Content starts

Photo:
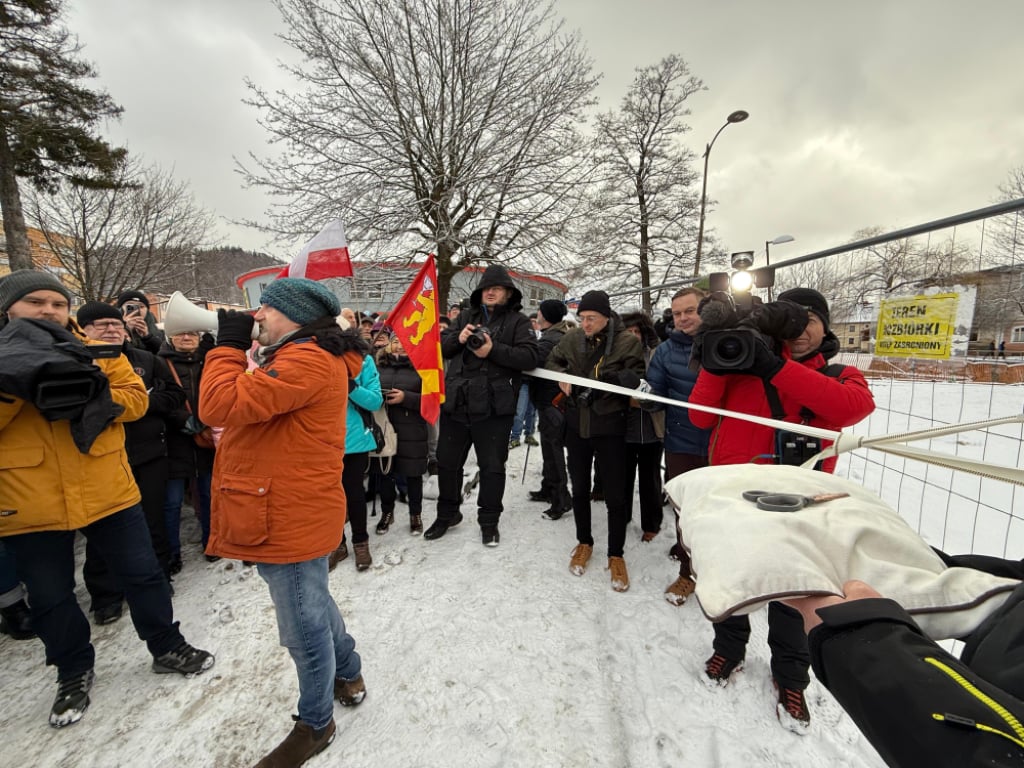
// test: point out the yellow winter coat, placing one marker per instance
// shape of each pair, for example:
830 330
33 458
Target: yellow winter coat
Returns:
45 482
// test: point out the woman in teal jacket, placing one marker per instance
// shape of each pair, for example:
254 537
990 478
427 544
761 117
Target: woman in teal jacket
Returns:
365 394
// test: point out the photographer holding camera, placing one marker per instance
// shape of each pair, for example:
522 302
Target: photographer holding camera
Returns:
773 363
65 470
142 331
486 348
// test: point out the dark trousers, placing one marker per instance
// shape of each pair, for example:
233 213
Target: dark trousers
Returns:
676 464
608 451
554 475
103 588
489 438
643 465
387 485
790 656
355 494
46 565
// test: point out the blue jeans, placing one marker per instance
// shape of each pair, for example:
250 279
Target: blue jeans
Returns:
310 626
46 564
172 509
525 415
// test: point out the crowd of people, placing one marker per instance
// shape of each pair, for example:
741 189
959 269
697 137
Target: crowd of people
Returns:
197 416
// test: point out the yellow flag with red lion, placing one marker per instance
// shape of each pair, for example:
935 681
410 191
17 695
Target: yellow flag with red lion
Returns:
414 321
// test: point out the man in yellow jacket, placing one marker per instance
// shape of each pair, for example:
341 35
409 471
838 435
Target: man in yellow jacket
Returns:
62 471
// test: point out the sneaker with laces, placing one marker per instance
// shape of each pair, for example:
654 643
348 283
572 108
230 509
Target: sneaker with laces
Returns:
349 692
72 700
792 710
363 558
184 659
387 517
679 590
718 669
620 577
581 556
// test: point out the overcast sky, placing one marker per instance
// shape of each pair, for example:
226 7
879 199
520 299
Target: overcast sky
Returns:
870 114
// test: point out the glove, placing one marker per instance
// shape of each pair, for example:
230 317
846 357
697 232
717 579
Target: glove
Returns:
235 329
206 343
629 380
780 320
766 363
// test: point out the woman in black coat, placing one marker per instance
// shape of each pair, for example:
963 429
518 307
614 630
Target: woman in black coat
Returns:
187 463
401 386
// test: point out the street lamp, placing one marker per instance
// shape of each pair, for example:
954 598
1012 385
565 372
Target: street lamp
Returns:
737 117
776 242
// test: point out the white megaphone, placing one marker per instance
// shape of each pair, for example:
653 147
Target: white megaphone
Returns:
181 315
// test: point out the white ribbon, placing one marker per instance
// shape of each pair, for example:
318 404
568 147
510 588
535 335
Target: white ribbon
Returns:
843 441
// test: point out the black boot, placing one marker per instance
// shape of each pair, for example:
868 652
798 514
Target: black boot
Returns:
16 621
441 525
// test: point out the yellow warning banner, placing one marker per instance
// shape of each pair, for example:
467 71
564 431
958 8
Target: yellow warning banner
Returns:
916 326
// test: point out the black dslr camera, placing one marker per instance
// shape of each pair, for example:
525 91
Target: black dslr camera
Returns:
729 335
475 340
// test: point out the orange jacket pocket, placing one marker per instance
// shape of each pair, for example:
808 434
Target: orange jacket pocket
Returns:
245 509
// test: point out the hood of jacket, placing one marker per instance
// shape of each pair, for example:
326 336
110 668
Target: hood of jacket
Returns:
496 274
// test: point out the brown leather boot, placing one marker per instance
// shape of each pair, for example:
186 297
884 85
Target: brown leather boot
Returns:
302 743
349 692
337 556
363 558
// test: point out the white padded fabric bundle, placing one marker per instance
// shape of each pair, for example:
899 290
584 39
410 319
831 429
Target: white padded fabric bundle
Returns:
743 557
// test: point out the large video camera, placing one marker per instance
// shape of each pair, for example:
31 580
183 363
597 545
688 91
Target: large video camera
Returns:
730 331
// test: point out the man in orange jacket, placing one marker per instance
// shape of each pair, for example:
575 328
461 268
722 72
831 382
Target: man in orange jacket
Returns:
276 484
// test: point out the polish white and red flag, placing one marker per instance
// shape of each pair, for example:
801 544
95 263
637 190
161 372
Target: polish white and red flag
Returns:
325 256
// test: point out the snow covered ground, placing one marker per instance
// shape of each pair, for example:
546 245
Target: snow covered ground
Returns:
473 656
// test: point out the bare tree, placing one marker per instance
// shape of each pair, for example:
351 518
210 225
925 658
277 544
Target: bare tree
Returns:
142 230
445 126
644 208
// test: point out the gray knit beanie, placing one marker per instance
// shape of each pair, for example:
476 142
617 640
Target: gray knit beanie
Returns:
23 282
301 300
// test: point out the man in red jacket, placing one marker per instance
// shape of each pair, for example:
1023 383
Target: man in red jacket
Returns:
790 380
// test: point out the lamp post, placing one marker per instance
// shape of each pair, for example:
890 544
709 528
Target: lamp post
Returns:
776 242
737 117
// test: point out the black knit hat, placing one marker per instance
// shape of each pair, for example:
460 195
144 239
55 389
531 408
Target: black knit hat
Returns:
23 282
595 301
127 296
810 300
90 311
553 310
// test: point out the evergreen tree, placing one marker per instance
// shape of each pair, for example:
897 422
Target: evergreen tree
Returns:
47 118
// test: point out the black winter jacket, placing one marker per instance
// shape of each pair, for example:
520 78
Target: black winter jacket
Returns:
915 704
396 372
477 388
185 459
145 439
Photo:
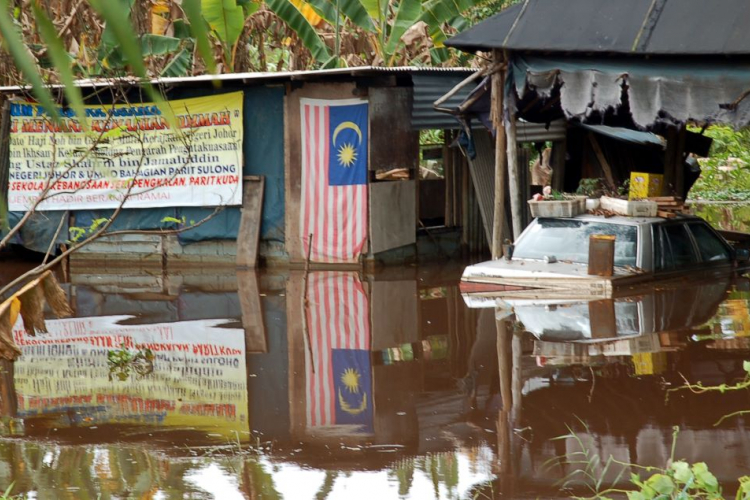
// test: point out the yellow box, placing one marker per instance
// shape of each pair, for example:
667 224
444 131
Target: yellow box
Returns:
650 363
643 185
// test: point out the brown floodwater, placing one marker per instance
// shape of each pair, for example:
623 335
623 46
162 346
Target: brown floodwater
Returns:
342 385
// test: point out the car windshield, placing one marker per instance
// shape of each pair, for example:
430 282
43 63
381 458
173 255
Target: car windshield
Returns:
568 240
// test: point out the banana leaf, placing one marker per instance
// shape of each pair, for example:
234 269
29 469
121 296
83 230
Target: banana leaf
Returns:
180 63
192 9
288 13
62 62
226 19
436 12
13 43
407 14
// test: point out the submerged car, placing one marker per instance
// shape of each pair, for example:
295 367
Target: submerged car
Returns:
552 255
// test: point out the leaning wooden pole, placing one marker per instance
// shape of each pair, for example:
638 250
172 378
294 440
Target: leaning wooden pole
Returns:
514 184
498 91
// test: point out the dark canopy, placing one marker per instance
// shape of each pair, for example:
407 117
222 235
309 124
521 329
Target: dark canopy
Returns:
632 63
645 27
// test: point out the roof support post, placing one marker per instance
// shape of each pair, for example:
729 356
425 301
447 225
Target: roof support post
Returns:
514 184
498 91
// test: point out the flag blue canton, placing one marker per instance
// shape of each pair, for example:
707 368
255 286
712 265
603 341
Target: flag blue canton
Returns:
352 383
347 164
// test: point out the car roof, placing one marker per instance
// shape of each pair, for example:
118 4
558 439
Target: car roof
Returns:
629 221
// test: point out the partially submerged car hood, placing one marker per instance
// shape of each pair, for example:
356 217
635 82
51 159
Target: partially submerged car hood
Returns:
520 268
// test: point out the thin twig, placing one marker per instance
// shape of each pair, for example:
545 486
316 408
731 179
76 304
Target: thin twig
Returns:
54 238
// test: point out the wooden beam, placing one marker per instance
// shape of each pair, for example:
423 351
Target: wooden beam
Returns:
498 90
514 184
602 161
679 160
669 162
250 221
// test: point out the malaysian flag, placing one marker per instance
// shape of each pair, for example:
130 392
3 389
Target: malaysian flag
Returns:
334 178
338 368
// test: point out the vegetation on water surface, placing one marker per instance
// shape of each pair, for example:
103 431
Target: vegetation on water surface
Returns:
677 480
725 174
123 360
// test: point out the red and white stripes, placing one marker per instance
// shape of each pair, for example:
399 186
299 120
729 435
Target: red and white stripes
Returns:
336 216
337 318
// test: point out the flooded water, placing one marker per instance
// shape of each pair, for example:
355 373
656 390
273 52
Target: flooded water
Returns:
342 385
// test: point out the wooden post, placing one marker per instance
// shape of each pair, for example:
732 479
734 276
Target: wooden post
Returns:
669 162
504 424
679 160
559 152
250 221
498 90
448 176
514 181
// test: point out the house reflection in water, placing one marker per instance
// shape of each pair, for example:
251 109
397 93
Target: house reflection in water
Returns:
345 383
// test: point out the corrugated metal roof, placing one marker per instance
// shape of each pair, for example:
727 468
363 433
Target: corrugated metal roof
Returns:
428 88
654 27
269 76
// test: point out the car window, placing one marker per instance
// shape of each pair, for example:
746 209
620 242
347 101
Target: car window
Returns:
711 248
681 251
568 240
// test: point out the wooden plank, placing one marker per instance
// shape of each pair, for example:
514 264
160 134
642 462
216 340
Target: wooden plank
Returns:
660 199
248 235
602 161
393 143
498 90
253 321
514 182
602 319
298 350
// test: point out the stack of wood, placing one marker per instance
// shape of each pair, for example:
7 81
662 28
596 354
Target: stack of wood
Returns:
669 206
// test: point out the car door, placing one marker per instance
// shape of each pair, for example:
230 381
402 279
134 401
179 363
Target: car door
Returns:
713 251
674 249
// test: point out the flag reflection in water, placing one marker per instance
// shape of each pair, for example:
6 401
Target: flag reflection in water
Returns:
339 380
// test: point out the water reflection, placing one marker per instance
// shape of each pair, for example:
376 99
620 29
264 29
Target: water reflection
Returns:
339 385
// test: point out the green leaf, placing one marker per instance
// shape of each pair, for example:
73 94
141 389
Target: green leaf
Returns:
408 13
325 9
192 9
704 479
114 13
635 495
181 29
226 19
288 13
61 60
437 12
681 471
250 7
374 8
159 45
14 45
357 13
661 484
179 65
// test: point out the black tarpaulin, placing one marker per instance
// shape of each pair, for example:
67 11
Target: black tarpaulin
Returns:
647 27
658 92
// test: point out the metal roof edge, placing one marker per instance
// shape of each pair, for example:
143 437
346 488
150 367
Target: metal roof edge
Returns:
254 76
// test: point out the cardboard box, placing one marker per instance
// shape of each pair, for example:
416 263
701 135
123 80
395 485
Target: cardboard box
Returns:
643 185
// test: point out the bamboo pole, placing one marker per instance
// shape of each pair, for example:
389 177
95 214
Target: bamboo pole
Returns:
498 90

Content ends

### TASK STATEMENT:
Gather each line in these records that contains the string "evergreen".

### COMPLETED EXERCISE:
// test: point out the evergreen tree, placing one marker per instance
Target: evergreen tree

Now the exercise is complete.